- **Extracted records**
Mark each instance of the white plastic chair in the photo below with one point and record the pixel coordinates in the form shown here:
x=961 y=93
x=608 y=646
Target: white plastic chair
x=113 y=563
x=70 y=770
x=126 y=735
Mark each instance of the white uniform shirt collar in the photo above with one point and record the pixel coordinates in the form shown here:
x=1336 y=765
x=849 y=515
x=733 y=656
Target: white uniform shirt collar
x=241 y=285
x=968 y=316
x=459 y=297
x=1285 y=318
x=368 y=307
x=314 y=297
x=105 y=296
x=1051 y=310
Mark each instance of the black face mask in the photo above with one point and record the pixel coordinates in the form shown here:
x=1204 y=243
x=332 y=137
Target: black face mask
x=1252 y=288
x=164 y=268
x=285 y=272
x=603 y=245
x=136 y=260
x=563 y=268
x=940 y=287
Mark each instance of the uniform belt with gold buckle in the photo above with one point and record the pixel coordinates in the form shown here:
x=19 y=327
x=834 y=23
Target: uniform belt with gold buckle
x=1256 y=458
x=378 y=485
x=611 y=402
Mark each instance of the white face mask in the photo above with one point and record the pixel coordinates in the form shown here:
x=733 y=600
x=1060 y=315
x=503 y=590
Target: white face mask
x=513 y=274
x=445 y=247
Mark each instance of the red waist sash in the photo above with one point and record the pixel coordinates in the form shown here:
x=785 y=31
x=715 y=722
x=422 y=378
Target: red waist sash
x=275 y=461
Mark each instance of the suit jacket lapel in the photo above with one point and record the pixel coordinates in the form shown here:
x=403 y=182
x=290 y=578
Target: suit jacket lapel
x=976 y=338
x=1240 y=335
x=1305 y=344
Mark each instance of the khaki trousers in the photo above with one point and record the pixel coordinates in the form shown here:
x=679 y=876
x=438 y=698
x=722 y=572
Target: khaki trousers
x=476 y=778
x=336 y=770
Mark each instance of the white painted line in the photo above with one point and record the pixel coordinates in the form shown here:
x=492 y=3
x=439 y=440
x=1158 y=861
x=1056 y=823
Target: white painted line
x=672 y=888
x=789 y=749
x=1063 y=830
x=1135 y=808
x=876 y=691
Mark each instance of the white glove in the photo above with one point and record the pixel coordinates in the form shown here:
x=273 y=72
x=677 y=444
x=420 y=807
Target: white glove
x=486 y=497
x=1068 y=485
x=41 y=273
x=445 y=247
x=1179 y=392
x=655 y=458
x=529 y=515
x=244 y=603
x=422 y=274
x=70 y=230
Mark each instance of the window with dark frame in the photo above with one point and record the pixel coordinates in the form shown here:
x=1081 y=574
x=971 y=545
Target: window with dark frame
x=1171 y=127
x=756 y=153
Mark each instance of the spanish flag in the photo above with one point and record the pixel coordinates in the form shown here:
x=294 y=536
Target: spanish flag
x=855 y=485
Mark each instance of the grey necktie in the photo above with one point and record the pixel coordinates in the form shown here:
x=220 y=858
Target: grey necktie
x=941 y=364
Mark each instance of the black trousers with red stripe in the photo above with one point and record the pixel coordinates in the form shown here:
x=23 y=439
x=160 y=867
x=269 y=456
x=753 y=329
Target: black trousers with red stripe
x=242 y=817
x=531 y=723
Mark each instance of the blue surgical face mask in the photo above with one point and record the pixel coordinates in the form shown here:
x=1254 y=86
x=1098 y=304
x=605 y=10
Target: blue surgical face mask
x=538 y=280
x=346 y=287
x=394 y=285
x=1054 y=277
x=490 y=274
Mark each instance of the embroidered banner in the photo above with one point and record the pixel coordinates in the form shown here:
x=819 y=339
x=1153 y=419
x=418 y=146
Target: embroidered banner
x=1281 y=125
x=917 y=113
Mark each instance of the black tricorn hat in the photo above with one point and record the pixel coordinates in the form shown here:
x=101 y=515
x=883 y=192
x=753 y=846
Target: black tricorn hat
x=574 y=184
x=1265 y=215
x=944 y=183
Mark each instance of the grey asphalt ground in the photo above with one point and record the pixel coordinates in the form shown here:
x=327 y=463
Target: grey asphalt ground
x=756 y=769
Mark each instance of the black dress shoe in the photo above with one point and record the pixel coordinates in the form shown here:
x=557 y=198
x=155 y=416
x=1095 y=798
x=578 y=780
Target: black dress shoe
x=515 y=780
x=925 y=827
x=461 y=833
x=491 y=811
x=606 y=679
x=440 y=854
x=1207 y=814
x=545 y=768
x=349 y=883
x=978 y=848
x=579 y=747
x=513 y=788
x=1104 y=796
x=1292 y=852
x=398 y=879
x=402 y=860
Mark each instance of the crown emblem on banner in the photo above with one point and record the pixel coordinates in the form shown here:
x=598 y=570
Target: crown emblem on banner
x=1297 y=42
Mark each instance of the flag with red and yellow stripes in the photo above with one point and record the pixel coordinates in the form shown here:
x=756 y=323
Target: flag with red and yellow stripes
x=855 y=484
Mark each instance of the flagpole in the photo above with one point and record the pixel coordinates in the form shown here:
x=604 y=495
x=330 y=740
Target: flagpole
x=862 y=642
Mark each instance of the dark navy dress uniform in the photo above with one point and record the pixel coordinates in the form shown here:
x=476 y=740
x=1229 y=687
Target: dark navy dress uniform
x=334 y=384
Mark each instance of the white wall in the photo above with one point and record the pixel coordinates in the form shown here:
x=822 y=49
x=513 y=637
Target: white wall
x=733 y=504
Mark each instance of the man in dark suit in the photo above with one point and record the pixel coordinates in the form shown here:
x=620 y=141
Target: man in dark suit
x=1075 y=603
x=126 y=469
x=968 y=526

- **ASSIGNMENT**
Where the line containing "Mark each instance of the crown" appears in the data above, begin there and reproduce every line to the end exactly; include nothing else.

- **THE ANSWER**
Mark each instance of the crown emblem on banner in the photo above with one point and record the pixel coordinates in the form shown here:
x=598 y=570
Target: crown emblem on banner
x=1297 y=42
Mark each instance of the flag with red and yellow stripes in the photo above with one point and record the pixel coordinates in the form shown here:
x=756 y=323
Target: flag with red and yellow stripes
x=855 y=484
Mark each instance of the flagpole in the photo above with one point and record the pixel coordinates in the form shown here:
x=604 y=495
x=330 y=740
Target: flagpole
x=862 y=642
Mark each instance of the dark navy dress uniform in the photo above with one point and record the pixel coordinates in the form shown here:
x=476 y=740
x=1229 y=687
Target: dark navy dress uniform
x=334 y=384
Mark each instance of the white wall in the photo above with one point and record the pixel coordinates in the form shown here:
x=822 y=49
x=513 y=637
Target: white wall
x=733 y=504
Mark each instance of the man in dark suit in the photo above with one point and record the pixel coordinates in the form shown here:
x=620 y=141
Target: man in dark suit
x=1075 y=603
x=126 y=469
x=968 y=526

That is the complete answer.